A psychiatric assessment report for Matthew de Grood to determine if he could be held criminally responsible is not yet ready.

The 23-year-old is accused of stabbing five people to death at a university party in northwest Calgary in April. 

De Grood faces five counts of first-degree murder. He was being held at the Alberta Hospital in Edmonton for the psychiatric assessment.

Allan Fay

Matthew de Grood's lawyer Allan Fay says his client is doing the best he can under the circumstances. (Rachel Maclean/CBC)

He appeared in a Calgary court briefly via closed-circuit television from the Edmonton Remand Centre on Thursday. 

De Grood stood motionless as the court discussed why a second psychiatric report ordered for him has been delayed. His lawyer Allan Fay told the court the assessment is done, but the report is not ready.

It was ordered last month to help determine whether he could be found criminally responsible for the killings if convicted. 

"It will deal with interviews of my client — psychiatric testing of him," said Fay. "I know his parents were interviewed as well."

The report is being done by a forensic psychologist.

-*-*-

Apply what you read
**a.** According to the news story about Matthew de Grood, who is preparing his second psychiatric report?
**b.** Pick up the news story about Matthew de Grood's court appearance after its final sentence and keep it going.

[Dataset entries]
-*-*-

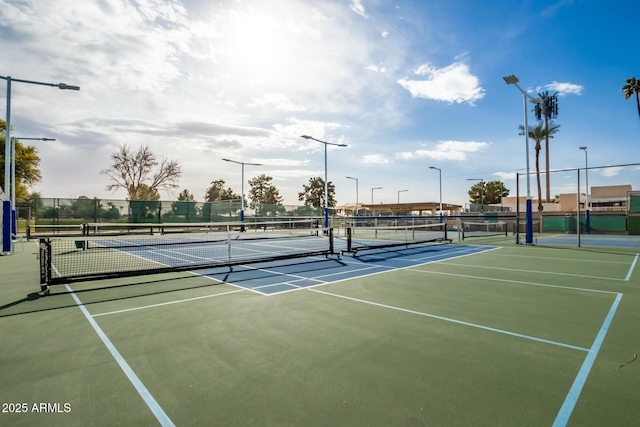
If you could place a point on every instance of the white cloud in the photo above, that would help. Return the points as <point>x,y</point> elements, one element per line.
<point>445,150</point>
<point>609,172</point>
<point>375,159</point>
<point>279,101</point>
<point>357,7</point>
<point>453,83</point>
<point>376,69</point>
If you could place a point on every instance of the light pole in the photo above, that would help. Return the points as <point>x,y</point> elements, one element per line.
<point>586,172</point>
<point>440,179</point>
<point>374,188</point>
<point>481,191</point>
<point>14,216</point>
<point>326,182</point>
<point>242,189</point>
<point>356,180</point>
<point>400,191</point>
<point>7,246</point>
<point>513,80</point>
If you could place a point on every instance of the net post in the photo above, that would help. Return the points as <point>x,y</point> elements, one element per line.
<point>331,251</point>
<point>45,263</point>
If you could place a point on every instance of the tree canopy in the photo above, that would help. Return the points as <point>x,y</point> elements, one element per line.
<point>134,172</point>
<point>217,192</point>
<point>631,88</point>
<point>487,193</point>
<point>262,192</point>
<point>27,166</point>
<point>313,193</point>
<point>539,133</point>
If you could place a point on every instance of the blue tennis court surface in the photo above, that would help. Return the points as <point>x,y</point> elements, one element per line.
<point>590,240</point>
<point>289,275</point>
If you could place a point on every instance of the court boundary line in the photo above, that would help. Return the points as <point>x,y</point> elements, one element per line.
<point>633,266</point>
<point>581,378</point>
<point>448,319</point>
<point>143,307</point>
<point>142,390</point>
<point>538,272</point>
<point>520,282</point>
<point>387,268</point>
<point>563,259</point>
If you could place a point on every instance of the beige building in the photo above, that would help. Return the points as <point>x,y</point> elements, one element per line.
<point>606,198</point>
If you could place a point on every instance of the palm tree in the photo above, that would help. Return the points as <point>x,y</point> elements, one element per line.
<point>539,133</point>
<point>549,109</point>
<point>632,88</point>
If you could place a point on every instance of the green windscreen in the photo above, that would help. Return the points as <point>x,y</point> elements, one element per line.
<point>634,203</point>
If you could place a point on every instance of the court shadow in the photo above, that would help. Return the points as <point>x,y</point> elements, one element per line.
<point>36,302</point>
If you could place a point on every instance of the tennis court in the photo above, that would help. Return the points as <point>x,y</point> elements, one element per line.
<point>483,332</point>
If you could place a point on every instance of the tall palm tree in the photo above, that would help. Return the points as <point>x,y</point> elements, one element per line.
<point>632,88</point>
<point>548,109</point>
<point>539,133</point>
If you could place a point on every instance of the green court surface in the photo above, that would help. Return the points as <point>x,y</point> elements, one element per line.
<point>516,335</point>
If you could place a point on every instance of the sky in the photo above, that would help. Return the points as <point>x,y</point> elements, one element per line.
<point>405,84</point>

-*-*-

Answers to the exercise
**a.** A forensic psychologist.

**b.**
Preliminary hearing set for March

"It's important to know though that this report is opinion evidence from one witness," said Crown prosecutor Neil Wiberg. "At the end of the day, the judge or the jury has the final say in determining issues such as this."

He said a preliminary hearing has been scheduled for next March. 

Wiberg said extensions for assessments are common and was likely because of the case load at the Alberta Hospital and the material the report has to consider.

De Grood has already been found fit to stand trial on the basis of one mental health report. He was charged after the April 15 stabbings at a party near the University of Calgary to mark the end of the school year.

Five young people were killed in the early-morning attack:

  • Lawrence Hong, 27.
  • Joshua Hunter, 23.
  • Kaitlin Perras, 23.
  • Zackariah Rathwell, 21.
  • ​Jordan Segura, 22.

The Crown asked for the follow-up report last month when de Grood appeared in court in person for the first time. A docket judge ordered him to be transferred to Edmonton for the 30-day psychiatric assessment.

De Grood will now be transferred back to Calgary but will remain in psychiatric care. He will appear in court again on Sept. 26 via closed-circuit television from the Calgary Remand Centre. 

His lawyer says he is currently on medication but is becoming more lucid about the events that took place that day in April.

"When I last spoke to him he seems to be doing alright — as well as one can expect under these circumstances," said Fay.